▶ Record set:
▬▬▬▬▬▬▬▬▬▬

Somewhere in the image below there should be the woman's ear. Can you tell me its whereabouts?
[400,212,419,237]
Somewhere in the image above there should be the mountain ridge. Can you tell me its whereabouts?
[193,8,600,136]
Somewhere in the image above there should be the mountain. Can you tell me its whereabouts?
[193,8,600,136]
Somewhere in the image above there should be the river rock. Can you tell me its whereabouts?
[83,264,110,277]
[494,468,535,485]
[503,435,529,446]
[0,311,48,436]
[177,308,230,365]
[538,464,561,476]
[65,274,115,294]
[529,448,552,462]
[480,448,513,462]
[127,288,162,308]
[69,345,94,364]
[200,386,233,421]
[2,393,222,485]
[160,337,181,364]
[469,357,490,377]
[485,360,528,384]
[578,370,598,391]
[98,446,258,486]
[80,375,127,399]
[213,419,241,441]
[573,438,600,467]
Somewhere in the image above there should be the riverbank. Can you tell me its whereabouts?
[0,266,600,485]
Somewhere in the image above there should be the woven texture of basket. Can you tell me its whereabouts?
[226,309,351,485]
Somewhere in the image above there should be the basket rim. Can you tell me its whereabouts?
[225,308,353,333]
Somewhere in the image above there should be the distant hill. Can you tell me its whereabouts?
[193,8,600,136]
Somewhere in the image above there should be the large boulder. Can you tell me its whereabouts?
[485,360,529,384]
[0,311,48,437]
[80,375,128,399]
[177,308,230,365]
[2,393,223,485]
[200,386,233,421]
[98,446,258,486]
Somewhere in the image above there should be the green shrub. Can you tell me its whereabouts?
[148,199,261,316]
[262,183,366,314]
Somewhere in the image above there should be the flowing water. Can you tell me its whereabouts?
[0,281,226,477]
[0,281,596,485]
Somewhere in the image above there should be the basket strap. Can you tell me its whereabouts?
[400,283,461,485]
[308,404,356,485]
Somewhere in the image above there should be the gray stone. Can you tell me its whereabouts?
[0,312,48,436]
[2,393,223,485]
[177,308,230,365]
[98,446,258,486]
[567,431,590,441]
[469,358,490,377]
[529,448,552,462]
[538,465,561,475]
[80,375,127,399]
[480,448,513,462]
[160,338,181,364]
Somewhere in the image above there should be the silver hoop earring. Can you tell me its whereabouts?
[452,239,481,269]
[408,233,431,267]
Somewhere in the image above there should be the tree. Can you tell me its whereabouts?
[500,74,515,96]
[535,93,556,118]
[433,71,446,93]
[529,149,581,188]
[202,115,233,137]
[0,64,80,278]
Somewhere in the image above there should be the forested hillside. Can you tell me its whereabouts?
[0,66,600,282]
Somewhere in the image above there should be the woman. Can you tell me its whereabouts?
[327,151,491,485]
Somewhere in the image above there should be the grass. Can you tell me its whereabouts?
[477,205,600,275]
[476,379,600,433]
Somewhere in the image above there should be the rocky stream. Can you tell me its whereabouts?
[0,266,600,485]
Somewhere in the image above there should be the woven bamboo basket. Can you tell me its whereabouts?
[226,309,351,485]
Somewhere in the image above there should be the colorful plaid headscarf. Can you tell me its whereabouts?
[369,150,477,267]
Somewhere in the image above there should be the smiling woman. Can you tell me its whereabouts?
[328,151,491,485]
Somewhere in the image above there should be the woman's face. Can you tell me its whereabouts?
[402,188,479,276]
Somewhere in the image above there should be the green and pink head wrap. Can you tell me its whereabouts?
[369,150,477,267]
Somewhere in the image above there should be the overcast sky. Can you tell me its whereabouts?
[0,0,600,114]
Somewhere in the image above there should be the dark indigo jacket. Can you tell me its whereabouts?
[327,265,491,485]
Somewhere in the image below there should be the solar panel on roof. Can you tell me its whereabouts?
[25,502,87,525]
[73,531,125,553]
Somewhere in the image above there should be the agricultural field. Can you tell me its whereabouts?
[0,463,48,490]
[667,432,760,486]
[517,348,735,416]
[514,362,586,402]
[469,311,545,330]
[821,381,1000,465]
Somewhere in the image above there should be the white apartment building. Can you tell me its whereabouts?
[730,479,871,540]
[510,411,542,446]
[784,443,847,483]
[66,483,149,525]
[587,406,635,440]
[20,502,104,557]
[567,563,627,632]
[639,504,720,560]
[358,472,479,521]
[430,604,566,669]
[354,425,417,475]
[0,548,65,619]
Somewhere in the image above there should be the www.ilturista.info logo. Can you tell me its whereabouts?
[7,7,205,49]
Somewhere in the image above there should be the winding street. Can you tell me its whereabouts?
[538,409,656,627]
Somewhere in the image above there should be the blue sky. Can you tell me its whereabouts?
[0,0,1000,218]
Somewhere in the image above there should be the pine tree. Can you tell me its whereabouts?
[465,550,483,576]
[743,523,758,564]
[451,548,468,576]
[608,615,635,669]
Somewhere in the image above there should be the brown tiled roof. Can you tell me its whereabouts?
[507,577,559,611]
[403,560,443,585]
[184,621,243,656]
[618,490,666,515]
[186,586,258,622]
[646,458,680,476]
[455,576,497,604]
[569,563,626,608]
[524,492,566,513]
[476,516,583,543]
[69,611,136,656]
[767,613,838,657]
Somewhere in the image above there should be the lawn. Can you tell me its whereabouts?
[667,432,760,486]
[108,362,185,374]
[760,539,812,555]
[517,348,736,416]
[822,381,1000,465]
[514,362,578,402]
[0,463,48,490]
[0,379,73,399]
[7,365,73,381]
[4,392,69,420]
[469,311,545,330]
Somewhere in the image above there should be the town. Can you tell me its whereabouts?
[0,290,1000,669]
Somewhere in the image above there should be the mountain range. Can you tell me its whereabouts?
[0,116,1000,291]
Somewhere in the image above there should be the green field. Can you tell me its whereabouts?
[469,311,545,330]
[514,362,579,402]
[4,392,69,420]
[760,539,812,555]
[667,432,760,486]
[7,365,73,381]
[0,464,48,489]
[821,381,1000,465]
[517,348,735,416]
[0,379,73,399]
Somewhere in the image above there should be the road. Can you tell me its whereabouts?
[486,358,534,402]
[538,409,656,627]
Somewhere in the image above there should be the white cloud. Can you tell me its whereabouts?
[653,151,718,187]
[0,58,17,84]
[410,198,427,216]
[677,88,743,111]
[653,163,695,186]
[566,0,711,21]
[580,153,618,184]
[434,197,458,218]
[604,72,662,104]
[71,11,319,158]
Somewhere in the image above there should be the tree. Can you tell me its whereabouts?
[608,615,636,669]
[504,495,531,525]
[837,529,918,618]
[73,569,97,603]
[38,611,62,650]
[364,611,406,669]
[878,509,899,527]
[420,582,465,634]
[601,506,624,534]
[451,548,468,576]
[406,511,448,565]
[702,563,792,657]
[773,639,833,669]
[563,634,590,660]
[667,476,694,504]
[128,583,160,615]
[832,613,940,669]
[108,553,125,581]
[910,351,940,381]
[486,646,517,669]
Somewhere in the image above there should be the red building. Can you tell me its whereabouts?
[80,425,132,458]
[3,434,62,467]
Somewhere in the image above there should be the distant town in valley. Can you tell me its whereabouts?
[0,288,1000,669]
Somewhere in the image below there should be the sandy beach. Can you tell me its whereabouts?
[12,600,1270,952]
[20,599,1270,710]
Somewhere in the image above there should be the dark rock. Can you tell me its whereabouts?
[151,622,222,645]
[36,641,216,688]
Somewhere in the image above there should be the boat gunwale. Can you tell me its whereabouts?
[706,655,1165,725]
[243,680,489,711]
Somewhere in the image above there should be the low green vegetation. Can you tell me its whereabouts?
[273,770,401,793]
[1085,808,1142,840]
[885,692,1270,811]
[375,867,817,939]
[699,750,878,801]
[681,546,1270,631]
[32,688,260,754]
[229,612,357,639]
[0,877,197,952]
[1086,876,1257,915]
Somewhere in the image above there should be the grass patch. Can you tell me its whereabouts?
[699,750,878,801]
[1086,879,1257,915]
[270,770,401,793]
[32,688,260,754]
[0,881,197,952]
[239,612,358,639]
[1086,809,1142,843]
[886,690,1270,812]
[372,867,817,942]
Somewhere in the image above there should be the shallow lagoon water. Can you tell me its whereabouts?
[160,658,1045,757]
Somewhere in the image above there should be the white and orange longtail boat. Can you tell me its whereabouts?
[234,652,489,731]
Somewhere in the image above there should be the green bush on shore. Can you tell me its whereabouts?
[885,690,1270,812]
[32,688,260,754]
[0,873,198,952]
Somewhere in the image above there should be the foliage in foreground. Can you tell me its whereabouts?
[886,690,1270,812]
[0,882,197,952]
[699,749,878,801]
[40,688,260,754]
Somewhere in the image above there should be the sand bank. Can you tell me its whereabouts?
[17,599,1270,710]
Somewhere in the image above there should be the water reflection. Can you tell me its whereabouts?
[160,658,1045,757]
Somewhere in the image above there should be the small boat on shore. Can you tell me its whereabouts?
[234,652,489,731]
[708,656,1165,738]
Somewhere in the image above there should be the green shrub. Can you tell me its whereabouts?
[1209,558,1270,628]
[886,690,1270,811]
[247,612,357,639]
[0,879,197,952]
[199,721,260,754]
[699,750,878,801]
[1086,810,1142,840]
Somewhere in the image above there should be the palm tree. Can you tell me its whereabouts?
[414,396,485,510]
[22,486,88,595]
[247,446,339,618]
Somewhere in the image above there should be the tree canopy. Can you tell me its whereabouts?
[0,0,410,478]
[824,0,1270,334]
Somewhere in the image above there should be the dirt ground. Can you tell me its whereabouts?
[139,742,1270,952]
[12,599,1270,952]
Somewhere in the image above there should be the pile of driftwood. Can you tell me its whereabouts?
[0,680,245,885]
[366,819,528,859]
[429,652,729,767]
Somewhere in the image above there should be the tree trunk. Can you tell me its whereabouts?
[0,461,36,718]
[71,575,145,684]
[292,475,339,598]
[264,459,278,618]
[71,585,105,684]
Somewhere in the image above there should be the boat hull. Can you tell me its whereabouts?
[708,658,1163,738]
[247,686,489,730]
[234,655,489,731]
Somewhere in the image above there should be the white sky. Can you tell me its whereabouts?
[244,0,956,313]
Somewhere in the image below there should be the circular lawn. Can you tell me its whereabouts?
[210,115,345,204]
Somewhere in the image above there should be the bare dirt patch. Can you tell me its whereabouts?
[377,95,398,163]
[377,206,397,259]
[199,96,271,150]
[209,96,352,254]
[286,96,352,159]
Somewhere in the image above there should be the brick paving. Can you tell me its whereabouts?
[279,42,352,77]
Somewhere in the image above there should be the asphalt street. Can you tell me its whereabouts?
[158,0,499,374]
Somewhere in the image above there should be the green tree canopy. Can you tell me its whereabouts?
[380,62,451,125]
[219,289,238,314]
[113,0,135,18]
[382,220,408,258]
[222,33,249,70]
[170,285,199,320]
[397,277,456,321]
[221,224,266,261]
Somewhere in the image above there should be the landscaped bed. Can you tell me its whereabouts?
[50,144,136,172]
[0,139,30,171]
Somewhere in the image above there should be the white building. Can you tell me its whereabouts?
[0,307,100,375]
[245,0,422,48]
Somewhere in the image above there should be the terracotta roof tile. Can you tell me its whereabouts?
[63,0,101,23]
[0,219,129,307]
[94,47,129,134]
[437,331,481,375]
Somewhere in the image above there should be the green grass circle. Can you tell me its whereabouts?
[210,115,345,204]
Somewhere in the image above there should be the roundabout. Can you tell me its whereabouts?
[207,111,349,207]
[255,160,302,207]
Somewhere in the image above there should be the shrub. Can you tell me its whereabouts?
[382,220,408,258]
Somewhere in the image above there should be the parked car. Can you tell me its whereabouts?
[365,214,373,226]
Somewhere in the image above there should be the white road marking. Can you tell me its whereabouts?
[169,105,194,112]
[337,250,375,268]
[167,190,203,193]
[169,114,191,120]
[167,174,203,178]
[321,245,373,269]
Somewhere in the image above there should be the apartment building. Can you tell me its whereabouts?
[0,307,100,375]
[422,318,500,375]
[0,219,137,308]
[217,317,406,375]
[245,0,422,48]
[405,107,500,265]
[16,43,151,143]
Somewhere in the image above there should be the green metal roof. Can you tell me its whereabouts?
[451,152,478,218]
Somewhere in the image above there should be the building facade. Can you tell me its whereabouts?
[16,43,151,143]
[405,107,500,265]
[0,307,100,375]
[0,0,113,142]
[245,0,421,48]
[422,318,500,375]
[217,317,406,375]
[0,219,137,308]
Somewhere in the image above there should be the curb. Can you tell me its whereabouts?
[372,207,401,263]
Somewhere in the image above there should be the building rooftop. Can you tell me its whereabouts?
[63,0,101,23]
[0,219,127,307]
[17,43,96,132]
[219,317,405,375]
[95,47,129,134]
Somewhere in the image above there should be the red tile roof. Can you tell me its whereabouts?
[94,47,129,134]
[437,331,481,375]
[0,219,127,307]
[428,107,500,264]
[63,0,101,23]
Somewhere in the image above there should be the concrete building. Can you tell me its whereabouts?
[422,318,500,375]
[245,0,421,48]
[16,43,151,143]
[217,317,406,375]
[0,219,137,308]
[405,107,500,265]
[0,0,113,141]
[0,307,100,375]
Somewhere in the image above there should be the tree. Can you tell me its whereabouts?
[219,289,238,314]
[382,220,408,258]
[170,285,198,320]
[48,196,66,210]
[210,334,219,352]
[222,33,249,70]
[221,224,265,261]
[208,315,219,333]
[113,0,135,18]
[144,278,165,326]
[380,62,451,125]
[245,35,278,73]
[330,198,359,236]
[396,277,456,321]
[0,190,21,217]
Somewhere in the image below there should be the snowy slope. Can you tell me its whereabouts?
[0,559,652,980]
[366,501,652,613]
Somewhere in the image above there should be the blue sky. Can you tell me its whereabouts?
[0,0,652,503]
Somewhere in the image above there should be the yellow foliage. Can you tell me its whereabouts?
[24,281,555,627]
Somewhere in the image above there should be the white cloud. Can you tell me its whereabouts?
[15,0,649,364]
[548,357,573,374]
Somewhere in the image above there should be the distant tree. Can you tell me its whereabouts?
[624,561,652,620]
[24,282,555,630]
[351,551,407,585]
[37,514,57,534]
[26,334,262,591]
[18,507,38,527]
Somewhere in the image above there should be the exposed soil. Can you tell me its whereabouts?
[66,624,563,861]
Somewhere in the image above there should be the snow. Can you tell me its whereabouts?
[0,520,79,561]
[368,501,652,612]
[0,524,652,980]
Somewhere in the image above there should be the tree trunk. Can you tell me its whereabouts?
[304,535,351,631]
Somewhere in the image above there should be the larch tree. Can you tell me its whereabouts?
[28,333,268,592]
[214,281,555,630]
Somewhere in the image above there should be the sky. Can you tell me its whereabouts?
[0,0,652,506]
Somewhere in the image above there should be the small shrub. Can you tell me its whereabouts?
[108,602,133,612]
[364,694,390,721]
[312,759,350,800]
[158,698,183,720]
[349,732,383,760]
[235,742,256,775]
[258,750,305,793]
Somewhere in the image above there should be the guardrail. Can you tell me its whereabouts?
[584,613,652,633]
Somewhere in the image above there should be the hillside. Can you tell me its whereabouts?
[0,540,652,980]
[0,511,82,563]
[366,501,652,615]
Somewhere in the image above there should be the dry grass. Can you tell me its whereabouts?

▬▬▬▬▬▬▬▬▬▬

▶ Set task: Please reproduce the lines of the listing starting at the line containing "Somewhere in the image above there should be the winding" and ending at the line containing "[0,0,1000,218]", both included.

▶ Finished answer:
Somewhere in the image above there should be the winding street. Can you tell me its whereabouts?
[538,409,656,627]
Somewhere in the image above there should be the blue sky. Can you tell me its whereabouts?
[0,0,1000,218]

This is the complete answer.